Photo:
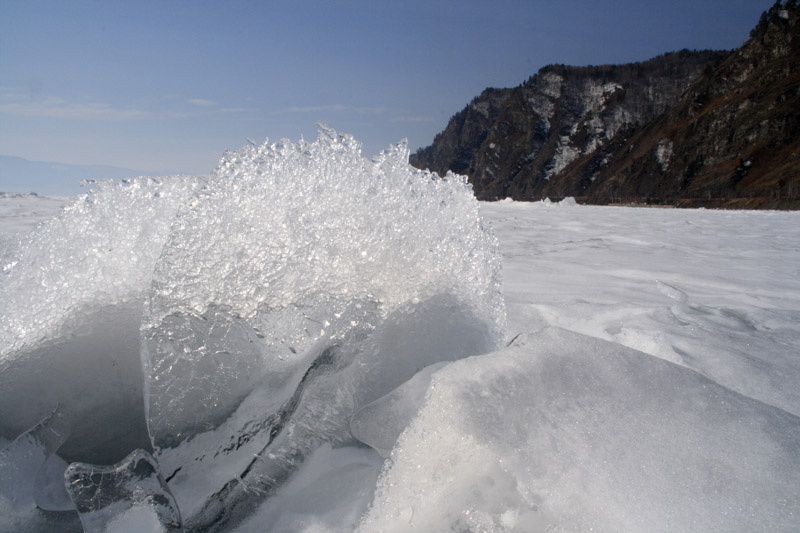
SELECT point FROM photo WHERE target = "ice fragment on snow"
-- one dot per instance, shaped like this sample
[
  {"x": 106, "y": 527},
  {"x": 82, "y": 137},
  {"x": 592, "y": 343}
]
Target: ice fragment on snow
[{"x": 103, "y": 495}]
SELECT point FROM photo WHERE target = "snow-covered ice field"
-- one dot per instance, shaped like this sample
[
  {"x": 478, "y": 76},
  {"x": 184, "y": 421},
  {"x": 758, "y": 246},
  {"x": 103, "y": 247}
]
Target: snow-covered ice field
[{"x": 637, "y": 370}]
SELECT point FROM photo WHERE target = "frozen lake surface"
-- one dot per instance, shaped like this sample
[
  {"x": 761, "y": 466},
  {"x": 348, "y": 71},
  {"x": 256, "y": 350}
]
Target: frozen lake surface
[{"x": 643, "y": 373}]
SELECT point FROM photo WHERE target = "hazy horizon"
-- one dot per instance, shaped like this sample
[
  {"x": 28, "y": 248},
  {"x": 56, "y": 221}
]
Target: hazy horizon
[{"x": 167, "y": 87}]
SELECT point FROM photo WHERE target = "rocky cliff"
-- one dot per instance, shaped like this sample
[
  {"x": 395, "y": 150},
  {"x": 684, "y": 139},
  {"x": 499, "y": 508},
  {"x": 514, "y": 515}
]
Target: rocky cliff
[
  {"x": 733, "y": 139},
  {"x": 700, "y": 128}
]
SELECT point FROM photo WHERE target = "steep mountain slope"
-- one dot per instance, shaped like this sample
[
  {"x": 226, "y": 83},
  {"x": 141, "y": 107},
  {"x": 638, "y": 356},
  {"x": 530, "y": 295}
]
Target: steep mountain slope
[
  {"x": 733, "y": 139},
  {"x": 696, "y": 128},
  {"x": 512, "y": 142}
]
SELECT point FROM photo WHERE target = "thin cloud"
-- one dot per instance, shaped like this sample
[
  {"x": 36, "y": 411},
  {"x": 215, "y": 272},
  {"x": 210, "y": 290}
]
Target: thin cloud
[
  {"x": 201, "y": 102},
  {"x": 412, "y": 119},
  {"x": 17, "y": 104},
  {"x": 336, "y": 108},
  {"x": 53, "y": 107}
]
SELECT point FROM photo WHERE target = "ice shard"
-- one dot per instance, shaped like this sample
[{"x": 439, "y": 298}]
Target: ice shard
[{"x": 103, "y": 495}]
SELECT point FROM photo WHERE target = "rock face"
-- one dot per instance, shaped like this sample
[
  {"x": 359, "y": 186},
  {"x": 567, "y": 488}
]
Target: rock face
[
  {"x": 733, "y": 139},
  {"x": 698, "y": 128}
]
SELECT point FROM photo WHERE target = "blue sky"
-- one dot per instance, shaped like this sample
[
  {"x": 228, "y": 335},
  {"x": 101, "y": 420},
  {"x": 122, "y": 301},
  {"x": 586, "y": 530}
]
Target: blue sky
[{"x": 166, "y": 86}]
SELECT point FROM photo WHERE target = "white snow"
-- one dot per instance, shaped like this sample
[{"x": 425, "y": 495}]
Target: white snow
[
  {"x": 651, "y": 382},
  {"x": 664, "y": 153}
]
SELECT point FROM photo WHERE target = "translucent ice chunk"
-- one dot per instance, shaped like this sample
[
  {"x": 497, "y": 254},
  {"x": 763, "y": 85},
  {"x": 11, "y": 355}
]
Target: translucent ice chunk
[
  {"x": 50, "y": 494},
  {"x": 21, "y": 464},
  {"x": 103, "y": 495},
  {"x": 561, "y": 431},
  {"x": 291, "y": 290},
  {"x": 379, "y": 423}
]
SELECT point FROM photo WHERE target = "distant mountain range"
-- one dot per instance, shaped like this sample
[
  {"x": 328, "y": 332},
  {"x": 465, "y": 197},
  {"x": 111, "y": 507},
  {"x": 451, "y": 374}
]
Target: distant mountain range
[
  {"x": 715, "y": 129},
  {"x": 19, "y": 175}
]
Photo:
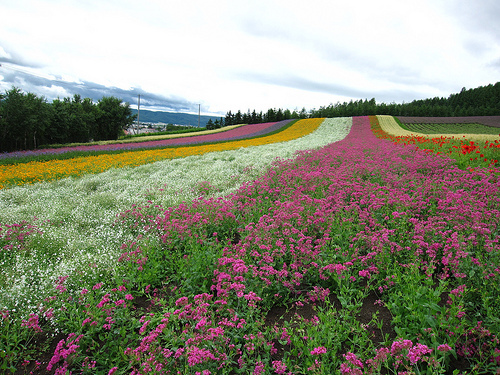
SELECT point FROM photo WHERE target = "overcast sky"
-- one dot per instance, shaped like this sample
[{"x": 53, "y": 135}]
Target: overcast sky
[{"x": 248, "y": 54}]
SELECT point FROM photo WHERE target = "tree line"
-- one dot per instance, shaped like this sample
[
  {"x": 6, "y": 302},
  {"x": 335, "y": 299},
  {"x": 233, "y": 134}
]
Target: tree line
[
  {"x": 480, "y": 101},
  {"x": 28, "y": 121}
]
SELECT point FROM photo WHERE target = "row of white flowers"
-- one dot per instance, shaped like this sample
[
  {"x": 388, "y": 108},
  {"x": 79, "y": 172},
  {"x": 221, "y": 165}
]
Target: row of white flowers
[{"x": 76, "y": 215}]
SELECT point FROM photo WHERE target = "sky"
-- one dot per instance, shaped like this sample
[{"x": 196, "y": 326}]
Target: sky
[{"x": 230, "y": 55}]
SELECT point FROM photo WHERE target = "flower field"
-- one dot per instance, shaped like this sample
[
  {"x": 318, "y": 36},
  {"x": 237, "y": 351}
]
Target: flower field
[
  {"x": 218, "y": 135},
  {"x": 32, "y": 172},
  {"x": 470, "y": 150},
  {"x": 358, "y": 255}
]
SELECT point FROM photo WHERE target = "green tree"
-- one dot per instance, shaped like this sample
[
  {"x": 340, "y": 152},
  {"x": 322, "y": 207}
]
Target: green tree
[
  {"x": 210, "y": 124},
  {"x": 112, "y": 118}
]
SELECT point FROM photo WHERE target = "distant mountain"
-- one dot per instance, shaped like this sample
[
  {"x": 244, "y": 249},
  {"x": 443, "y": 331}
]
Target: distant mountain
[{"x": 173, "y": 118}]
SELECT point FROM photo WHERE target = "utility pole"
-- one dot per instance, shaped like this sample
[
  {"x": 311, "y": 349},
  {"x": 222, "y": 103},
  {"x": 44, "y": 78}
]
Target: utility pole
[{"x": 138, "y": 112}]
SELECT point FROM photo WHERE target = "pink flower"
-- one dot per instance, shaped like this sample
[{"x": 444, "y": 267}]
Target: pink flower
[
  {"x": 279, "y": 367},
  {"x": 319, "y": 350},
  {"x": 182, "y": 301},
  {"x": 444, "y": 348}
]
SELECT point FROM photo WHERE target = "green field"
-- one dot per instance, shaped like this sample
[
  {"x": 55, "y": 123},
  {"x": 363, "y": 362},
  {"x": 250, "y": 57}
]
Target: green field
[{"x": 456, "y": 128}]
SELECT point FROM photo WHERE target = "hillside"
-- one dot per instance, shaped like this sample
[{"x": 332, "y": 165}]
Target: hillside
[{"x": 173, "y": 118}]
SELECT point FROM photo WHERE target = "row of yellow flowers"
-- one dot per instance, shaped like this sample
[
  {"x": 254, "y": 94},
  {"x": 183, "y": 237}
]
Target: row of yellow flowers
[{"x": 32, "y": 172}]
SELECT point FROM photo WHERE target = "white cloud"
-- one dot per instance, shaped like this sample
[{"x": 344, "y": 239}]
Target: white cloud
[{"x": 231, "y": 55}]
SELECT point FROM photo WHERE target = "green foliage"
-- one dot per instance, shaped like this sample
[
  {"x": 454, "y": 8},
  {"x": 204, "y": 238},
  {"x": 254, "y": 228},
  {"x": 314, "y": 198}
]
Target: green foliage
[{"x": 28, "y": 121}]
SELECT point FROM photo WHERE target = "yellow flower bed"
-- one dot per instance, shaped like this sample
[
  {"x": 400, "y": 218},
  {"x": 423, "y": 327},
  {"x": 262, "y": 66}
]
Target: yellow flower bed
[{"x": 32, "y": 172}]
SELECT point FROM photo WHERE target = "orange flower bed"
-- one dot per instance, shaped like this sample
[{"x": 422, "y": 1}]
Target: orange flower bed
[{"x": 32, "y": 172}]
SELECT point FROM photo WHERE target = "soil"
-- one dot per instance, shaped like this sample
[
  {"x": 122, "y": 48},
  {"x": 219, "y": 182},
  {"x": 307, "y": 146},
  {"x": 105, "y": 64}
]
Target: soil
[{"x": 276, "y": 316}]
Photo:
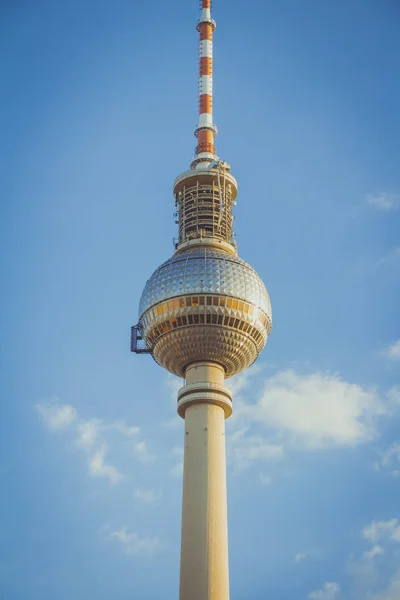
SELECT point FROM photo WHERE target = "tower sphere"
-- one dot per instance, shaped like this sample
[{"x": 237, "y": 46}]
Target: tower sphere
[{"x": 204, "y": 304}]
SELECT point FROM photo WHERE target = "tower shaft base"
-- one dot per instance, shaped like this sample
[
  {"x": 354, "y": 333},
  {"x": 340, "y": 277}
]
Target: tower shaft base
[{"x": 204, "y": 550}]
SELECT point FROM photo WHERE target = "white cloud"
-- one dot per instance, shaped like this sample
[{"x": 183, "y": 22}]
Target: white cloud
[
  {"x": 265, "y": 480},
  {"x": 382, "y": 530},
  {"x": 300, "y": 556},
  {"x": 146, "y": 496},
  {"x": 124, "y": 429},
  {"x": 376, "y": 550},
  {"x": 329, "y": 591},
  {"x": 392, "y": 592},
  {"x": 98, "y": 467},
  {"x": 142, "y": 453},
  {"x": 391, "y": 460},
  {"x": 88, "y": 432},
  {"x": 316, "y": 410},
  {"x": 392, "y": 352},
  {"x": 91, "y": 436},
  {"x": 56, "y": 416},
  {"x": 243, "y": 450},
  {"x": 389, "y": 260},
  {"x": 384, "y": 201},
  {"x": 134, "y": 544}
]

• • • •

#### EXERCISE:
Locate every line of the listing containing the word "translucent" and copy each of those lines.

#### SOLUTION TO THIS TASK:
SELECT point FROM photo WHERE target = "translucent ice chunk"
Target: translucent ice chunk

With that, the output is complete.